Problem →
Revise the Guizhou text from "When Cold War" up to and including "the Beibu Gulf.", putting "Szechuan" in place of "Sichuan", and give the result.

Excerpt to read →
--- --- ---
The decision has historical roots, since the mountainous province once served as a strategic shelter against foreign attacks.
During World War II, Guizhou helped defend the wartime capital Chongqing from Japanese aggressors, and hosted relocated industries from coastal regions.
When Cold War tensions reached a fever pitch, the province - together with neighbouring Sichuan, Chongqing and Hubei - became a core area in China's Three Line Project.
President Xi has endorsed Guizhou's strategic industrial development, highlighting its unique location during a two-day inspection in mid-March.
The province is situated between two of China's four major economic zones - the Guangdong-Hong Kong-Macau Greater Bay Area and the Sichuan-Chongqing economic belt - which together account for about one-fifth of national GDP.
Guizhou also links the West China Land and Sea Corridor, a mega transport project designed to attract inbound investment and connect inland western provinces to Southeast Asia via ports in the Beibu Gulf.
As part of China's broader strategic shift, Guizhou has received central government approval to launch two national industrial backup programmes.
--- --- ---
Collected data entries
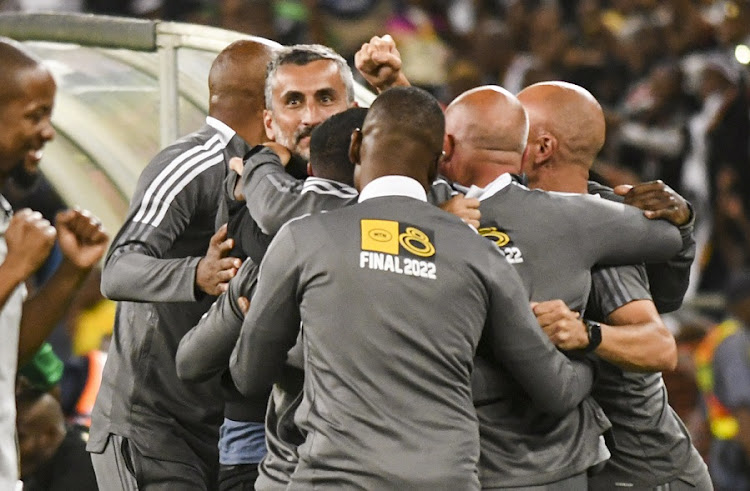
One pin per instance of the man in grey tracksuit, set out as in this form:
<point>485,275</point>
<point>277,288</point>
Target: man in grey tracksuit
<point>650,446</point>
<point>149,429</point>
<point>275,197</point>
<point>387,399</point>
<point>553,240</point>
--- --- ---
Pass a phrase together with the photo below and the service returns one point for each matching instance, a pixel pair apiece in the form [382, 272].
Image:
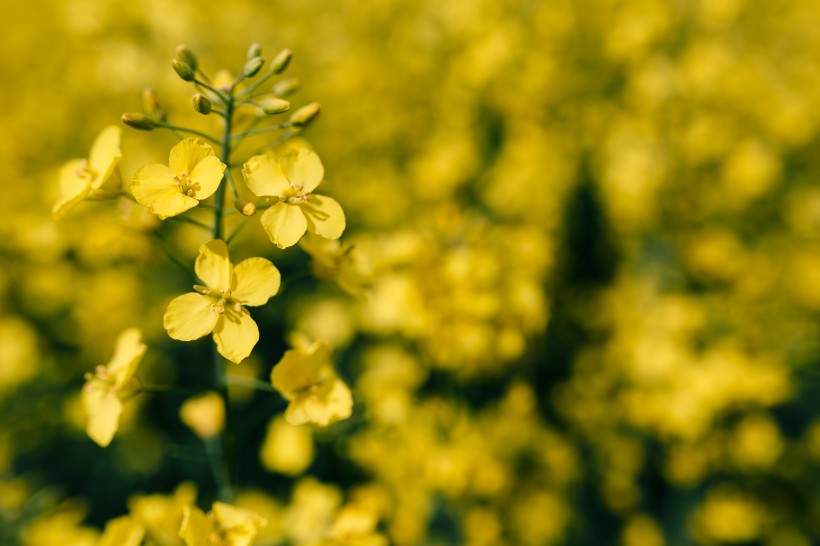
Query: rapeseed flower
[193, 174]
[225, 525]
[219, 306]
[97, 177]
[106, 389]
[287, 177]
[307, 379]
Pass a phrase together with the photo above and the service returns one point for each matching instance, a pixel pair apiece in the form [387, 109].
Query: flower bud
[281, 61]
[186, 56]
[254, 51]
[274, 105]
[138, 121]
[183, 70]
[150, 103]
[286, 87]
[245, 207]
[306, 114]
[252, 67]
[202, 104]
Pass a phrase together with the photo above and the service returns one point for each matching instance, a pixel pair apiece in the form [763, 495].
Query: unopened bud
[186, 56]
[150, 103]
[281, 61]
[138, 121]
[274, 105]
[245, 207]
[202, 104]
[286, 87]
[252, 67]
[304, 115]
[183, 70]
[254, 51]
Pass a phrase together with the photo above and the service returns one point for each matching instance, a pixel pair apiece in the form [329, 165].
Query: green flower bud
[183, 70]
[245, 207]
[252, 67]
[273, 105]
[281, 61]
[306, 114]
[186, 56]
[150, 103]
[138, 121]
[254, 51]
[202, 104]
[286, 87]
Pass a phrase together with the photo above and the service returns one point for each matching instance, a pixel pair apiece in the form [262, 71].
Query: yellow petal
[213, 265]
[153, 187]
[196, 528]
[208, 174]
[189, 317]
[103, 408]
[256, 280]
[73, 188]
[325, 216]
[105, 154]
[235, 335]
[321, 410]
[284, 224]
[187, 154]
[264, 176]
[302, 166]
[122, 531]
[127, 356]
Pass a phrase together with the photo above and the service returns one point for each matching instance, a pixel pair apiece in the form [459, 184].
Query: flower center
--- --- ---
Expected answer →
When Cold War tensions reached a fever pitch, the province - together with neighbouring Szechuan, Chongqing and Hubei - became a core area in China's Three Line Project.
President Xi has endorsed Guizhou's strategic industrial development, highlighting its unique location during a two-day inspection in mid-March.
The province is situated between two of China's four major economic zones - the Guangdong-Hong Kong-Macau Greater Bay Area and the Szechuan-Chongqing economic belt - which together account for about one-fifth of national GDP.
Guizhou also links the West China Land and Sea Corridor, a mega transport project designed to attract inbound investment and connect inland western provinces to Southeast Asia via ports in the Beibu Gulf.